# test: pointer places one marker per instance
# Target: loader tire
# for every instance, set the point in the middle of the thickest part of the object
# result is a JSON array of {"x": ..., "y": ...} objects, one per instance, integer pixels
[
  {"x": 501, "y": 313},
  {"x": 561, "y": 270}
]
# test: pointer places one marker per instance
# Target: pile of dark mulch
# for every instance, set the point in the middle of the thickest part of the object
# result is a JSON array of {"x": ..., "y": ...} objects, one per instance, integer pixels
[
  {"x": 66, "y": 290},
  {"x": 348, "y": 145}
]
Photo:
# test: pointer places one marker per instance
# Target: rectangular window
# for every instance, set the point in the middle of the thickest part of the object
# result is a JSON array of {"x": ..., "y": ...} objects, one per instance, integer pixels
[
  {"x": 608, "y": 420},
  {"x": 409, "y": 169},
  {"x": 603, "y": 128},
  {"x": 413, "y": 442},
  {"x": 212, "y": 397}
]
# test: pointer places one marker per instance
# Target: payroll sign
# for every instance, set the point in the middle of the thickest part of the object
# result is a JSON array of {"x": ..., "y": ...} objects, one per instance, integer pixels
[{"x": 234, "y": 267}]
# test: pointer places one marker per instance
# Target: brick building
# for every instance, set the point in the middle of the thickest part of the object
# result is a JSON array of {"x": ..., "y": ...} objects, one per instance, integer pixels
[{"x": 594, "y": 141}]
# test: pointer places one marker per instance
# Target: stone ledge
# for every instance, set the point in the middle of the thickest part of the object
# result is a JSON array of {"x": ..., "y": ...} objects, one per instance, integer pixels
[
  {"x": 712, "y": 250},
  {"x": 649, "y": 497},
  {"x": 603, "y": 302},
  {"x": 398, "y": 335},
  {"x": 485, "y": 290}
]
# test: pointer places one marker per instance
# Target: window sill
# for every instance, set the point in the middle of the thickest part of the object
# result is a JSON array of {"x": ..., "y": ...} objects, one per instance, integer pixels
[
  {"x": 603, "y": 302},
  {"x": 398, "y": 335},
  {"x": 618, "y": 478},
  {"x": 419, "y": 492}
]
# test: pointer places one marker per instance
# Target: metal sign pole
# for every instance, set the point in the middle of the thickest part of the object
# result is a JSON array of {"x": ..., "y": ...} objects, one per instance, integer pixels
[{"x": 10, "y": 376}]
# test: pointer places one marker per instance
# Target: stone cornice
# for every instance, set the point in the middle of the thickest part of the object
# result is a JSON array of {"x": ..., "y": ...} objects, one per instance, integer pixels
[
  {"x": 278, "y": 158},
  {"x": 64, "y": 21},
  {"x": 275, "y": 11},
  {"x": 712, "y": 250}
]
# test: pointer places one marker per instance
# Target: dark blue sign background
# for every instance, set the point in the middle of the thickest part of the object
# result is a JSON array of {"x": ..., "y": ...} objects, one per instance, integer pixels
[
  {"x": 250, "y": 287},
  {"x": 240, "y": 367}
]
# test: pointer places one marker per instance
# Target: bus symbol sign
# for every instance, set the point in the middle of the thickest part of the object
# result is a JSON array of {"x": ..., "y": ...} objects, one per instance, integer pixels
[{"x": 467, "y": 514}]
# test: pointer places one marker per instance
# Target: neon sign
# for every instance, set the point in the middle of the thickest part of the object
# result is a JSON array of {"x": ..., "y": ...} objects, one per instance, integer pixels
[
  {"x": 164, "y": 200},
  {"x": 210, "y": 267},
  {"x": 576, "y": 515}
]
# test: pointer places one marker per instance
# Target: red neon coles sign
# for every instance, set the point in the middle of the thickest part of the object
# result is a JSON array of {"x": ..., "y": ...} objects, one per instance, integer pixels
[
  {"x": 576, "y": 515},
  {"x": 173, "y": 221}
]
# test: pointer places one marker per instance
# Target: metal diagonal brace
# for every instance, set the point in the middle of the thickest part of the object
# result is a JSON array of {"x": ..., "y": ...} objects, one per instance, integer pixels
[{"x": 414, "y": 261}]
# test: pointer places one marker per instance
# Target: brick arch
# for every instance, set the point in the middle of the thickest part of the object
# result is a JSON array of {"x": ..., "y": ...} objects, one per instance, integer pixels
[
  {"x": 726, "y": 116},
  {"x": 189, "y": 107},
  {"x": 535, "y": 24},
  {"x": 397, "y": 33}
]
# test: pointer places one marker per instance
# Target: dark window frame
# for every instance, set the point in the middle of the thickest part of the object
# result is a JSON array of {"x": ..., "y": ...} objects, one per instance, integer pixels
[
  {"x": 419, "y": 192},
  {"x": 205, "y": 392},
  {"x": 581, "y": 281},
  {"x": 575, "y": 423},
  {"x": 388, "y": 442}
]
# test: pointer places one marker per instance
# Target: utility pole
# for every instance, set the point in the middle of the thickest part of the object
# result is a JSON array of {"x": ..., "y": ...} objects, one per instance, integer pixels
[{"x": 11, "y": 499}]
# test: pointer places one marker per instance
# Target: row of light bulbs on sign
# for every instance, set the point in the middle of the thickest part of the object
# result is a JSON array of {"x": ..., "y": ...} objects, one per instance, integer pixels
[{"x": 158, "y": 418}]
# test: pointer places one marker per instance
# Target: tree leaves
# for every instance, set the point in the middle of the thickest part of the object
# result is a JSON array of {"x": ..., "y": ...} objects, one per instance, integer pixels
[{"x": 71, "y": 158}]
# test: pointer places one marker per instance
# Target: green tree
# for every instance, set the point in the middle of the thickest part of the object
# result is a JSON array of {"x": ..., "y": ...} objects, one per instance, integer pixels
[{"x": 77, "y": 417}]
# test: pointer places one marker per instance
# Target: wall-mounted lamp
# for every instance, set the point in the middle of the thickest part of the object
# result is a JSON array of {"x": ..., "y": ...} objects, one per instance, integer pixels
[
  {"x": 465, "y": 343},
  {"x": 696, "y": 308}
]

+++++

Written exercise: Would you copy out each line exactly as written?

Finished task:
# test: pointer places one marker per instance
# Target: loader tire
# for every instance, set the point in the middle of the thickest part of the object
# result is a JSON array of {"x": ..., "y": ...} objects, one per instance, integer pixels
[
  {"x": 501, "y": 313},
  {"x": 561, "y": 270}
]
# test: pointer places one marker per instance
# Target: pile of dark mulch
# for every instance, set the point in the middle of the thickest part of the object
# result is a JSON array of {"x": ..., "y": ...} objects, one per instance, integer pixels
[
  {"x": 66, "y": 290},
  {"x": 348, "y": 145}
]
Photo:
# test: pointer places one marker per instance
# Target: rectangular window
# for every instance, set the point in the middle of the thickest part of the object
# result is a JSON array of {"x": ..., "y": ...} objects, one per instance, integer pixels
[
  {"x": 608, "y": 420},
  {"x": 409, "y": 169},
  {"x": 603, "y": 128},
  {"x": 413, "y": 442},
  {"x": 212, "y": 397}
]
# test: pointer places one marker per instance
# Target: payroll sign
# for every instance, set the point in the middle of the thickest part of the object
# result is a JSON array of {"x": ..., "y": ...} objects, one per instance, integer pixels
[{"x": 234, "y": 267}]
# test: pointer places one marker per instance
# Target: brick building
# for every instance, set the point in the middle of the thickest part of the object
# result is a JSON array of {"x": ..., "y": ...} objects, one per instance, integer pixels
[{"x": 594, "y": 141}]
# test: pointer places one marker per instance
# Target: stone ledge
# for every instance, set the point in the middle of the thickest part of the object
# result is a JSON array of {"x": ..., "y": ...} objects, one per instance, integer pixels
[
  {"x": 712, "y": 250},
  {"x": 649, "y": 497},
  {"x": 603, "y": 302},
  {"x": 398, "y": 335},
  {"x": 485, "y": 290}
]
# test: pointer places one marker per instance
# Target: window sill
# for every instance, set the point in the middle of the thickest part of the object
# result is a JSON array of {"x": ..., "y": ...} objects, one per instance, integer pixels
[
  {"x": 603, "y": 302},
  {"x": 398, "y": 335},
  {"x": 618, "y": 478},
  {"x": 419, "y": 492}
]
# test: pointer places one marker per instance
# Target: metal sign pole
# for every instance, set the point in the middle of the thickest part of the object
# result is a JSON array of {"x": ..., "y": ...} objects, one per instance, integer pixels
[{"x": 10, "y": 376}]
# test: pointer places one marker per instance
# Target: stone cornice
# for every instance, set the point in the middle of the thickest part of the object
# result is a JSON array of {"x": ..., "y": ...} objects, one per instance, integer pixels
[
  {"x": 278, "y": 158},
  {"x": 64, "y": 21},
  {"x": 275, "y": 11},
  {"x": 712, "y": 250}
]
# test: pointer places one marker per instance
# Target: dark blue sign background
# for every instance, set the point in the middle of the thickest part of the object
# result is a JSON array of {"x": ..., "y": ...} objects, one per instance, integer pixels
[
  {"x": 250, "y": 287},
  {"x": 240, "y": 367}
]
# test: pointer places one marker per instance
# Target: bus symbol sign
# for every instance, set the point in the middle of the thickest part of the object
# result is a JSON array of {"x": ..., "y": ...} objects, one per instance, integer pixels
[{"x": 467, "y": 514}]
# test: pointer places one marker per instance
# Target: neon sign
# for every instance, set the point in the middle of the thickest part of the object
# result is a JSON array of {"x": ..., "y": ...} objects, one per instance, integer pixels
[
  {"x": 164, "y": 200},
  {"x": 210, "y": 267},
  {"x": 576, "y": 515}
]
# test: pointer places one marker per instance
# Target: red neon coles sign
# for every instance, set the point in the middle of the thickest part of the object
# result is a JSON array of {"x": ..., "y": ...} objects, one per instance, integer pixels
[
  {"x": 576, "y": 515},
  {"x": 173, "y": 221}
]
# test: pointer places one marker per instance
# Target: metal diagonal brace
# for every instance, set the point in the middle of the thickest part of the object
# result is a JSON array of {"x": ..., "y": ...} objects, one per instance, integer pixels
[{"x": 414, "y": 261}]
# test: pointer places one marker per instance
# Target: brick arch
# for every instance, set the point in the middle of the thickest part of the object
# result is a JSON array of {"x": ..., "y": ...} objects, one per instance, integer pixels
[
  {"x": 726, "y": 116},
  {"x": 189, "y": 107},
  {"x": 535, "y": 24},
  {"x": 397, "y": 33}
]
# test: pointer places one marker per instance
# Target: dark window frame
# for every instance, set the point in the middle of the thickest part of the object
# result is a JSON array of {"x": ..., "y": ...} objects, one per instance, integer pixels
[
  {"x": 419, "y": 192},
  {"x": 205, "y": 392},
  {"x": 581, "y": 281},
  {"x": 575, "y": 423},
  {"x": 388, "y": 442}
]
# test: pointer places one marker per instance
# Target: utility pole
# for every instance, set the point in the middle of the thickest part of the object
# result is a JSON array of {"x": ..., "y": ...} objects, one per instance, integer pixels
[{"x": 11, "y": 499}]
# test: pointer places one marker per instance
# Target: row of light bulbs on sign
# for every instance, set the point in the middle of the thickest part of the object
# result is a JSON array of {"x": ..., "y": ...} objects, one per instance, integer pixels
[{"x": 158, "y": 418}]
# test: pointer places one marker per instance
# Target: tree leaves
# for every instance, set the point in the middle of the thickest part of the object
# result is a JSON array of {"x": ..., "y": ...} objects, one per instance, integer pixels
[{"x": 71, "y": 158}]
# test: pointer places one marker per instance
# Target: green tree
# for every instance, set the point in the middle of the thickest part of the object
# result is a JSON array of {"x": ..., "y": ...} objects, one per instance, integer pixels
[{"x": 77, "y": 417}]
# test: pointer places one marker per instance
# Target: wall-mounted lamp
# for every instance, set the point in the middle of the thickest part of the object
# result is a JSON array of {"x": ..., "y": ...} objects, one per instance, integer pixels
[
  {"x": 465, "y": 343},
  {"x": 696, "y": 308}
]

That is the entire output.